What is needed
Would you update every row below so that "one per instance" reads "one point per object" throughout, keeping everything else the same and leaving the pictures out?

----

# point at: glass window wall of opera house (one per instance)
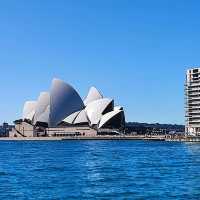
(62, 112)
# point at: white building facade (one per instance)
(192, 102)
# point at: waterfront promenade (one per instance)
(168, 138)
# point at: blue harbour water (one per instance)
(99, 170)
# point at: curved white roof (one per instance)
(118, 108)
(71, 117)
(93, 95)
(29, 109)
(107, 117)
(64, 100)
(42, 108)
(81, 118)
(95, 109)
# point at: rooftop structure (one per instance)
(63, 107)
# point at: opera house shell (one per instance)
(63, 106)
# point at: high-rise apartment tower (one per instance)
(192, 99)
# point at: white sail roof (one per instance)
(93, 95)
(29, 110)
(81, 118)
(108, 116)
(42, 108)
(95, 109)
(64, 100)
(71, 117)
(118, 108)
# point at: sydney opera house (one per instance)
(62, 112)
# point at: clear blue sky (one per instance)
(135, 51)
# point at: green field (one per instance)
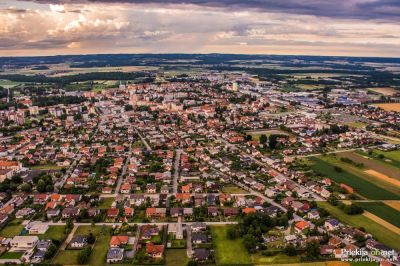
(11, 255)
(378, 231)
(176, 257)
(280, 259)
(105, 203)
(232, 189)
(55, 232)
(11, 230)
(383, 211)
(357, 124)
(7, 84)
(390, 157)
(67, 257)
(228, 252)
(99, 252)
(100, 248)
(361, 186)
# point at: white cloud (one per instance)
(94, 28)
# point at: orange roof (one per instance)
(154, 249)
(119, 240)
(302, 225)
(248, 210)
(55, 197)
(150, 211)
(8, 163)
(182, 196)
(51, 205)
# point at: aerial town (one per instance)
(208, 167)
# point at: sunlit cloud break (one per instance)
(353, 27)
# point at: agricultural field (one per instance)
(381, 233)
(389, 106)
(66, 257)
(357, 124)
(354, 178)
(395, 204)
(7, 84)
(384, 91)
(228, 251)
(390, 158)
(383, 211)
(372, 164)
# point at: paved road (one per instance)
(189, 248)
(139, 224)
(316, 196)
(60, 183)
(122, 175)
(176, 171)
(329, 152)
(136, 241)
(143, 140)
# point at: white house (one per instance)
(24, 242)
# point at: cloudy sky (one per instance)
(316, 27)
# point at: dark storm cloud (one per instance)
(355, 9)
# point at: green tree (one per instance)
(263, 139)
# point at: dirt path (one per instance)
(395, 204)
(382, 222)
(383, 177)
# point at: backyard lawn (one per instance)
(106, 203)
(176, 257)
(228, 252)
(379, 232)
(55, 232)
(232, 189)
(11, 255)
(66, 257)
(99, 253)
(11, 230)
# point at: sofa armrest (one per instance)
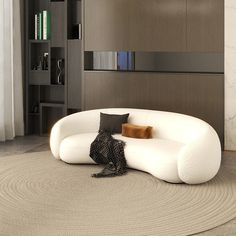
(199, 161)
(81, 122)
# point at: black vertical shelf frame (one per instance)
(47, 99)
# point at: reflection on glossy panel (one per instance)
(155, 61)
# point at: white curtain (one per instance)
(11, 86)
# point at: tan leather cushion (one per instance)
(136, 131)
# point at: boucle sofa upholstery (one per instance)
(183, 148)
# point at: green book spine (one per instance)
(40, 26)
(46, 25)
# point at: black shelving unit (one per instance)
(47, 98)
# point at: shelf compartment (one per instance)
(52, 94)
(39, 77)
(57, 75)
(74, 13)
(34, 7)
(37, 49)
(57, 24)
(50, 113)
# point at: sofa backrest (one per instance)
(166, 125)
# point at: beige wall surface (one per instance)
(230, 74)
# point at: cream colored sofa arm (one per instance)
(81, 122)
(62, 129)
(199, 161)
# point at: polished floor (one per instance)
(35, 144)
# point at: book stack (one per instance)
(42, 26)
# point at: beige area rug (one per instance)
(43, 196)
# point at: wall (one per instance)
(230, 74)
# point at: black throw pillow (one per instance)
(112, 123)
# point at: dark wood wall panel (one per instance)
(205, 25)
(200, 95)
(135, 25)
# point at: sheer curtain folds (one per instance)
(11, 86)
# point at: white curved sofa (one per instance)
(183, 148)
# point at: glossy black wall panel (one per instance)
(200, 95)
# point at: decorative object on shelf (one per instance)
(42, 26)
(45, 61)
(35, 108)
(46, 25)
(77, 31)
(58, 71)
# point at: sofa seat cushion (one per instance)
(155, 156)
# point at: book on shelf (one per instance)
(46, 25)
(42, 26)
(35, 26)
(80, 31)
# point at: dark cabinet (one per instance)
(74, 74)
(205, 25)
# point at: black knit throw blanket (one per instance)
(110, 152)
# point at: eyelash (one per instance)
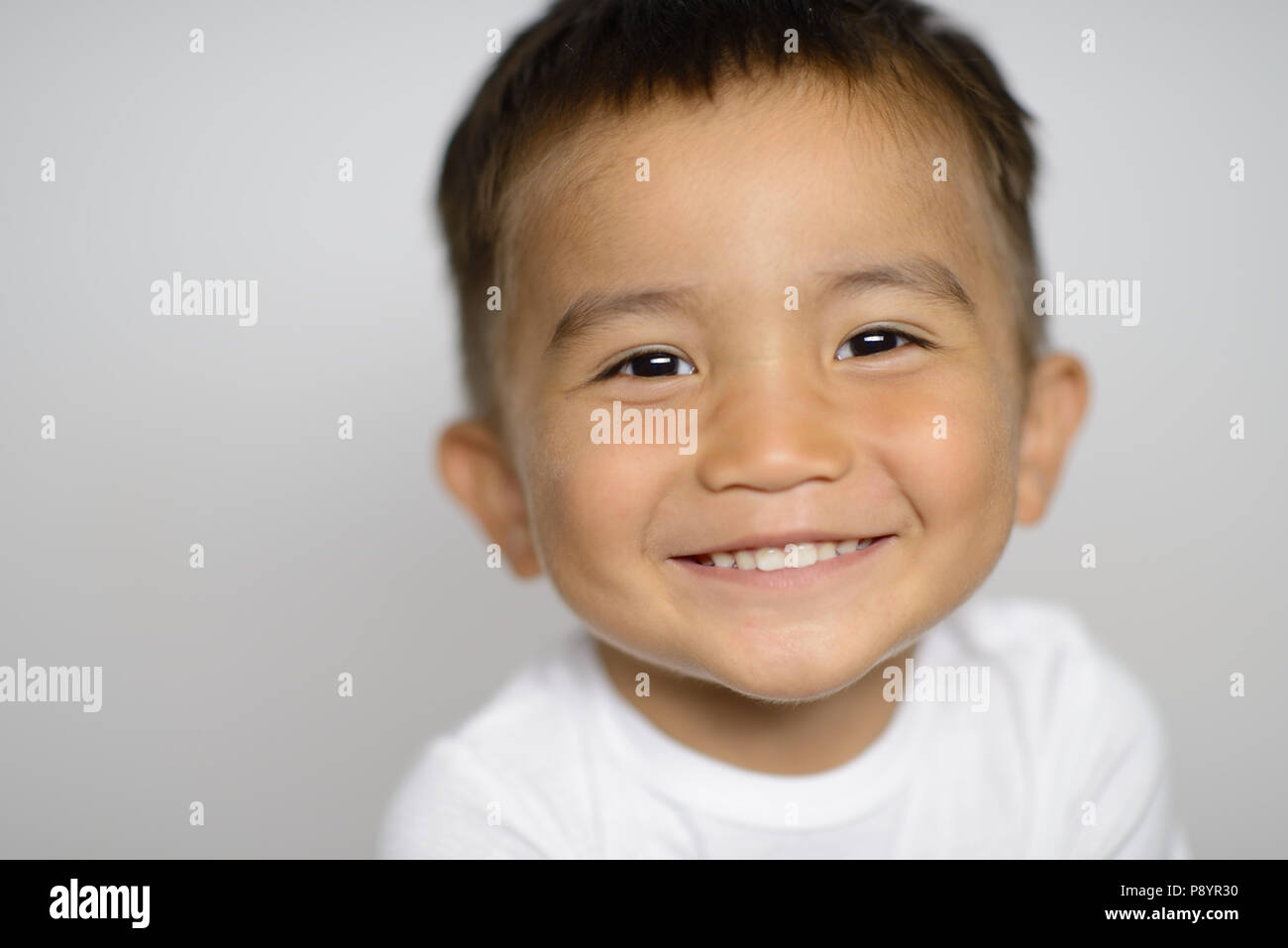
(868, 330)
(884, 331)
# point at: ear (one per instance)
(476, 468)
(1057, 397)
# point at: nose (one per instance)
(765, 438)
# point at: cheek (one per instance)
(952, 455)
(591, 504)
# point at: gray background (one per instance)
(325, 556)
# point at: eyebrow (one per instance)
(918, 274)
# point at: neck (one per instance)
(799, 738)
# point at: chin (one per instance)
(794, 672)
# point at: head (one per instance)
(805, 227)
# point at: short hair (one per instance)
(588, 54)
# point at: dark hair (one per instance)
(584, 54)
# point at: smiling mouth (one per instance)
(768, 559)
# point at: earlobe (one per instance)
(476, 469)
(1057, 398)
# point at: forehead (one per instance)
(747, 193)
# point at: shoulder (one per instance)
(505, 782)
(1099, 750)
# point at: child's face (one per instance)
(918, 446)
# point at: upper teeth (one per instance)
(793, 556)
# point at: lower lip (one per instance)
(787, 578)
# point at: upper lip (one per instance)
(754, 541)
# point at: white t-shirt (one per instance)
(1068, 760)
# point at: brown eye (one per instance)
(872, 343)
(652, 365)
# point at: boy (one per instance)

----

Full response
# point at: glass window wall of opera house (one point per object)
(62, 112)
# point at: white building facade (one point per object)
(192, 102)
# point at: waterfront promenade (one point per object)
(168, 138)
# point at: blue harbour water (one point per object)
(99, 170)
# point at: curved white roof (one point per object)
(118, 108)
(71, 117)
(93, 95)
(29, 109)
(107, 117)
(64, 100)
(42, 108)
(81, 118)
(95, 109)
# point at: rooftop structure (one point per object)
(63, 107)
# point at: opera house shell (one point per object)
(63, 106)
# point at: high-rise apartment tower (one point per object)
(192, 99)
# point at: white sail roof (one point per object)
(93, 95)
(29, 110)
(81, 118)
(108, 116)
(42, 108)
(95, 109)
(64, 100)
(71, 117)
(118, 108)
# point at: sydney opera house (one point per object)
(62, 112)
# point at: clear blue sky (one point per object)
(135, 51)
# point at: green field (one point per object)
(11, 255)
(378, 231)
(176, 257)
(280, 259)
(105, 203)
(232, 189)
(55, 232)
(11, 230)
(383, 211)
(357, 124)
(7, 84)
(390, 157)
(67, 257)
(228, 252)
(99, 252)
(100, 248)
(361, 186)
# point at: white cloud (one point per object)
(94, 28)
# point at: orange roof (one point per object)
(154, 249)
(119, 240)
(302, 225)
(248, 210)
(55, 197)
(150, 211)
(8, 163)
(182, 196)
(51, 205)
# point at: aerial town (one point per object)
(208, 167)
# point at: sunlit cloud break (one point per object)
(353, 27)
# point at: agricultural field (one point per object)
(381, 233)
(389, 106)
(66, 257)
(357, 124)
(354, 178)
(395, 204)
(7, 84)
(384, 91)
(228, 251)
(390, 158)
(383, 211)
(372, 164)
# point at: paved road (one point per object)
(189, 248)
(139, 224)
(316, 196)
(60, 183)
(122, 175)
(176, 171)
(329, 152)
(136, 241)
(143, 140)
# point at: white house (one point per object)
(24, 242)
# point at: cloudy sky (one point per object)
(316, 27)
# point at: dark storm cloud (one point per object)
(355, 9)
# point at: green tree (one point per object)
(263, 139)
# point at: dirt path (one point per object)
(395, 204)
(382, 222)
(383, 177)
# point at: backyard lawn (one point per object)
(106, 203)
(176, 257)
(228, 252)
(379, 232)
(55, 232)
(232, 189)
(11, 255)
(66, 257)
(99, 253)
(11, 230)
# point at: sofa armrest (one point per object)
(199, 161)
(81, 122)
# point at: black vertical shelf frame (one point per object)
(47, 99)
# point at: reflection on glossy panel (one point per object)
(155, 61)
# point at: white curtain (one point per object)
(11, 86)
# point at: tan leather cushion (one point per object)
(136, 131)
# point at: boucle sofa upholstery (one point per object)
(183, 148)
# point at: green book spine (one point per object)
(40, 26)
(46, 25)
# point at: black shelving unit (one point per object)
(47, 98)
# point at: shelf compartment (one point per object)
(52, 94)
(39, 77)
(57, 75)
(74, 13)
(34, 7)
(37, 49)
(57, 24)
(50, 113)
# point at: sofa backrest (one point per object)
(166, 125)
# point at: beige wall surface (one point per object)
(230, 74)
# point at: cream colored sofa arm (one point per object)
(81, 122)
(62, 129)
(199, 161)
# point at: polished floor (one point per object)
(35, 144)
# point at: book stack (one point per object)
(42, 26)
# point at: beige area rug (one point per object)
(43, 196)
# point at: wall (one point per object)
(230, 74)
# point at: black throw pillow (one point per object)
(112, 123)
# point at: dark wood wall panel (one point per object)
(205, 25)
(200, 95)
(135, 25)
# point at: sheer curtain folds (one point per object)
(11, 86)
# point at: white curved sofa (one point per object)
(183, 148)
# point at: glossy black wall panel (one point per object)
(200, 95)
# point at: decorative object on shelf (one point per object)
(42, 26)
(45, 61)
(35, 108)
(46, 25)
(77, 31)
(58, 71)
# point at: sofa seat cushion (one point per object)
(155, 156)
# point at: book on shelf (one point per object)
(46, 25)
(42, 26)
(35, 26)
(80, 31)
# point at: dark cabinet (one point per object)
(74, 74)
(205, 25)
# point at: black knit throw blanket (one point per object)
(110, 152)
# point at: eyelash (one point per object)
(868, 330)
(884, 331)
# point at: ear (one point per object)
(476, 468)
(1057, 397)
# point at: nose (one point per object)
(765, 438)
# point at: cheek (one point per object)
(952, 455)
(591, 504)
# point at: gray background (one point per object)
(325, 556)
# point at: eyebrow (one point per object)
(918, 274)
# point at: neck (one point per object)
(799, 738)
# point at: chin (one point per object)
(794, 672)
# point at: head (one point per object)
(805, 227)
# point at: short hair (one point per object)
(588, 54)
# point at: dark hair (one point per object)
(584, 54)
# point at: smiling mouth (one point per object)
(768, 559)
# point at: earlobe (one point per object)
(476, 469)
(1057, 398)
# point at: forehead (one point per object)
(747, 193)
# point at: shoulder (one point per object)
(505, 782)
(1099, 750)
# point at: child's face (one point per object)
(918, 446)
# point at: upper teeth (one point per object)
(793, 556)
# point at: lower lip (one point per object)
(787, 578)
# point at: upper lip (one point per object)
(754, 541)
# point at: white t-shirt (one point per object)
(1068, 760)
# point at: brown eye (one point per object)
(872, 343)
(652, 365)
# point at: boy (one point per object)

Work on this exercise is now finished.